In our previous Three Body Problem post we looked at the continuum on which these technologies sit. In this post we’ll dive deeper into the relative strengths (and weaknesses) of each, to help us understand how to compose them to best effect. Let’s get started…
Centralized solutions include virtually all existing applications and all use of existing on-premise and cloud services.
These solutions span the classic range of IT infrastructure: Operational databases, data warehouses for analytics, compute, file storage, and more. Cloud-based centralized services and application designs will continue to be the majority of your company’s IT portfolio for durable, structural reasons:
- Centralized solutions will always offer the highest throughput and lowest latency and cost structure. This is an unsurprising conclusion, because the compute, storage, and network requirements and costs are obviously minimized when an application or IT solution is “talking to itself”: With no need to replicate, achieve agreement, or transmit code or data to other geographies or parties, latency and cost are minimized, throughput and bandwidth are maximized, and costs are tightly enveloped to just what is required for the underlying storage and compute needed to perform the actual function.

◆ **Request 1**
Retype the passage of the post on centralized solutions between "These solutions span" and "the actual function.", inclusive.
◆ **Request 2**
Decide whether each statement agrees with the post on centralized solutions, and support each yes or no with the deciding words quoted from it. (a) Centralized solutions include all use of existing on-premise and cloud services. (b) Cloud-based centralized services will become a minority of a company's IT portfolio. (c) Centralized solutions offer the lowest latency.
◆ **Request 3**
Write the next part of the post on centralized solutions, starting after its last sentence.

◆ **Stored data**
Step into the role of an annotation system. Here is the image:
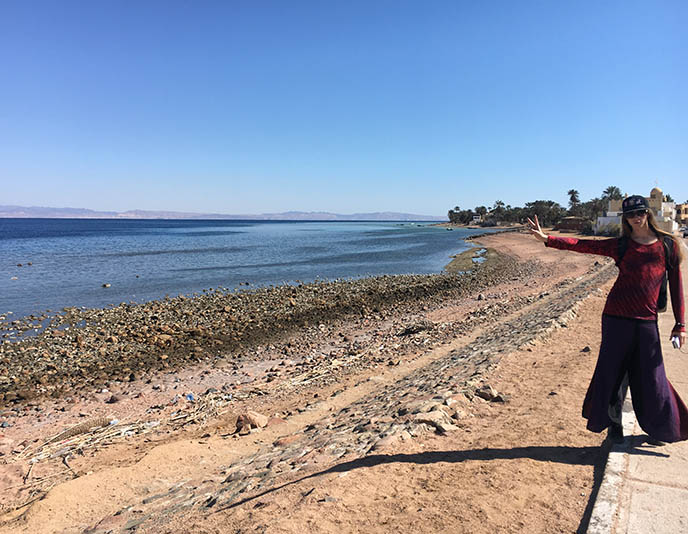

◆ **Written answer 1**
These solutions span the classic range of IT infrastructure: Operational databases, data warehouses for analytics, compute, file storage, and more. Cloud-based centralized services and application designs will continue to be the majority of your company’s IT portfolio for durable, structural reasons:
- Centralized solutions will always offer the highest throughput and lowest latency and cost structure. This is an unsurprising conclusion, because the compute, storage, and network requirements and costs are obviously minimized when an application or IT solution is “talking to itself”: With no need to replicate, achieve agreement, or transmit code or data to other geographies or parties, latency and cost are minimized, throughput and bandwidth are maximized, and costs are tightly enveloped to just what is required for the underlying storage and compute needed to perform the actual function.

◆ **Written answer 2**
(a) Yes: "Centralized solutions include virtually all existing applications and all use of existing on-premise and cloud services."
(b) No: "Cloud-based centralized services and application designs will continue to be the majority of your company’s IT portfolio"
(c) Yes: "Centralized solutions will always offer the highest throughput and lowest latency and cost structure."

◆ **Written answer 3**
- Centralized solutions have trivial solutions for many privacy, security, and governance controls: The firewall. A large percentage of data – and the vast majority of systems and services – within a company are never exposed to the outside world. Without intending to minimize the challenges of securing modern IT infrastructure, it is still easy to see that keeping wholesale systems inside the firewall is far easier than operating public or shared infrastructure and having to make row-by-row and API-call-by-API-call decisions regarding what to expose or hide. Centralized IT will always offer easier ways to “keep private things private” than trying to make data public while also keeping it hidden from prying eyes, as would be required when using a public chain to store data. Complex cryptography approaches, such as zkSNARKS or homomorphic encryption, will never fully replace straightforward firewalls because they are inherently more costly and complex on a per-transaction or per-application basis.
- Centralized solutions offer the fastest innovation and development speed. Again, this is obvious after a moment of reflection: If a company needs to seek permission from others – especially a worldwide consortium of protocol developers, miners, and node operators with wildly disparate needs and economic goals – to make a change, change is inherently going to be slow, incremental, and fraught with challenges. When the only person a department or company needs to consult with is themselves, adopting a newly launched cloud service, integrating with another system, or adjusting an authentication solution will be as fast and efficient as possible.
- Centralized solutions are intermediate in their environmental impacts.** Because they typically serve only their owner and need to scale to maximum potential usage rates, centralized systems often suffer from low utilization, with 10-15% (i.e., 85-90% waste) being typical for enterprises. This makes them worse than cloud-based private chains (see below) but better than legacy public chains based on environmentally destructive Proof of Work algorithms.
Private/permissioned chains occupy an important space between centralized services and fully public chains. Because they support a controlled population of business partners – such as the part suppliers, logistics providers, and manufacturing partners in a supply chain relationship – they make data sharing much easier than for centralized IT, where creating a “single source of truth” from the raw building blocks of cloud or on-prem infrastructure is a heavy lift.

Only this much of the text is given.